• WHAT THIS TASK INVOLVES: Please keep the images out and set down the data exactly as given.

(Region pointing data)
'''
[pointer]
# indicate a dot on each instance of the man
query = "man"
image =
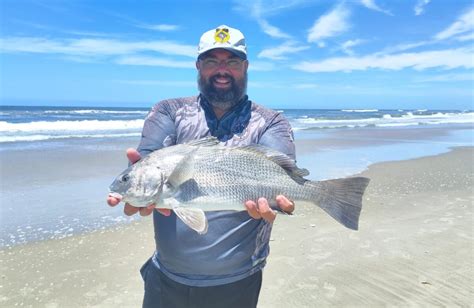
(222, 268)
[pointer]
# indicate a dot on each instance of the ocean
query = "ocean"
(57, 162)
(19, 125)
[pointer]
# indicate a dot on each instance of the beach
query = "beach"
(413, 248)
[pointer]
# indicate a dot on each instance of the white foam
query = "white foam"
(69, 126)
(359, 110)
(387, 120)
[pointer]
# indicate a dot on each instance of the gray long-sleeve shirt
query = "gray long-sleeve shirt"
(236, 246)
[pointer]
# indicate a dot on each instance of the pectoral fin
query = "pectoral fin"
(183, 171)
(193, 218)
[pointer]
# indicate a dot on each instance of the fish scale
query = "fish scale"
(204, 175)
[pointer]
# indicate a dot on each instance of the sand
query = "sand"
(414, 248)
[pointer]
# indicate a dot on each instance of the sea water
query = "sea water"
(30, 216)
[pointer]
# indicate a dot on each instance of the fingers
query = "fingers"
(130, 210)
(261, 209)
(133, 155)
(285, 204)
(164, 212)
(112, 201)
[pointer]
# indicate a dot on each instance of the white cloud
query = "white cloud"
(161, 27)
(152, 61)
(271, 30)
(446, 59)
(261, 66)
(261, 10)
(346, 46)
(279, 52)
(465, 23)
(329, 25)
(165, 83)
(420, 7)
(370, 4)
(403, 47)
(448, 78)
(93, 47)
(464, 38)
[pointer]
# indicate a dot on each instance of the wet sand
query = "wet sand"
(414, 248)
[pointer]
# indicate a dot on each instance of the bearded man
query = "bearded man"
(222, 268)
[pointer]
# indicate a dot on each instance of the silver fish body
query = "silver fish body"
(206, 176)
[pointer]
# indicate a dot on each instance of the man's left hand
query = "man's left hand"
(261, 208)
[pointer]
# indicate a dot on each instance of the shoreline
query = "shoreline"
(402, 254)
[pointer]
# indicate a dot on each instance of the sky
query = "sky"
(383, 54)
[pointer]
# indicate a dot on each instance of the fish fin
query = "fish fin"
(280, 159)
(204, 142)
(188, 191)
(340, 198)
(183, 171)
(193, 218)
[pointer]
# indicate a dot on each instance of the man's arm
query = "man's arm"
(278, 136)
(157, 130)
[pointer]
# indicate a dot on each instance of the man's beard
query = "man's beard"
(223, 98)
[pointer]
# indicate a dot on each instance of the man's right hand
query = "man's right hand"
(129, 210)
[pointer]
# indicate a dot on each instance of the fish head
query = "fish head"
'''
• TASK OUTPUT:
[pointer]
# indicate a dot on each instance of the man
query = "man"
image =
(222, 268)
[pointer]
# indicate a dot on each instance of the ocean
query = "ocean"
(57, 162)
(19, 125)
[pointer]
# indicate a dot on each instance of the beach
query = "beach"
(413, 248)
[pointer]
# indicate a dot on each instance of the white foam
query = "white foam"
(69, 126)
(359, 110)
(387, 120)
[pointer]
# indicate a dot on each instance of the gray long-sleeve shirt
query = "gray long-sleeve shirt"
(236, 246)
[pointer]
# indicate a dot on each instance of the pectoral fin
query = "pectoral fin"
(183, 171)
(193, 218)
[pointer]
# indicate a dot on each instance of the fish scale
query = "fish scale"
(204, 175)
[pointer]
# indicate a dot on each instance of the sand
query = "sand"
(414, 248)
[pointer]
# indicate a dot on each instance of the sea water
query = "sea water"
(30, 216)
[pointer]
# indicate a dot on each instance of the fingers
query = "fingers"
(130, 210)
(261, 209)
(133, 155)
(285, 204)
(164, 212)
(112, 201)
[pointer]
# indicate a dot on each instance of the white cloud
query = "white cloud"
(161, 27)
(152, 61)
(271, 30)
(446, 59)
(261, 66)
(261, 10)
(346, 46)
(279, 52)
(465, 23)
(329, 25)
(165, 83)
(420, 7)
(370, 4)
(403, 47)
(448, 78)
(93, 47)
(464, 38)
[pointer]
# indicate a dot on each instance of the wet sand
query = "wet sand"
(414, 248)
[pointer]
# indicate a dot on each instance of the bearded man
query = "bearded man"
(222, 268)
[pointer]
# indicate a dot on each instance of the silver fish body
query = "silver fish body"
(206, 176)
[pointer]
# indicate a dot on each instance of the man's left hand
query = "man's left hand"
(261, 208)
[pointer]
# indicate a dot on each instance of the shoreline
query = "shoreline"
(402, 254)
[pointer]
# indicate a dot on each instance of the sky
query = "sky"
(383, 54)
[pointer]
# indicate a dot on each instance of the fish fin
query = "fish fin"
(280, 159)
(204, 142)
(188, 191)
(340, 198)
(183, 171)
(193, 218)
[pointer]
# indicate a dot on each instance of the man's arm
query = "man's arm"
(278, 136)
(157, 130)
[pointer]
# indicate a dot on each instance of the man's beard
query = "man's beard"
(223, 98)
[pointer]
# indicate a dot on each instance of the man's right hand
query = "man's right hand"
(129, 210)
[pointer]
# indicate a dot on each instance of the fish head
query = "fish head"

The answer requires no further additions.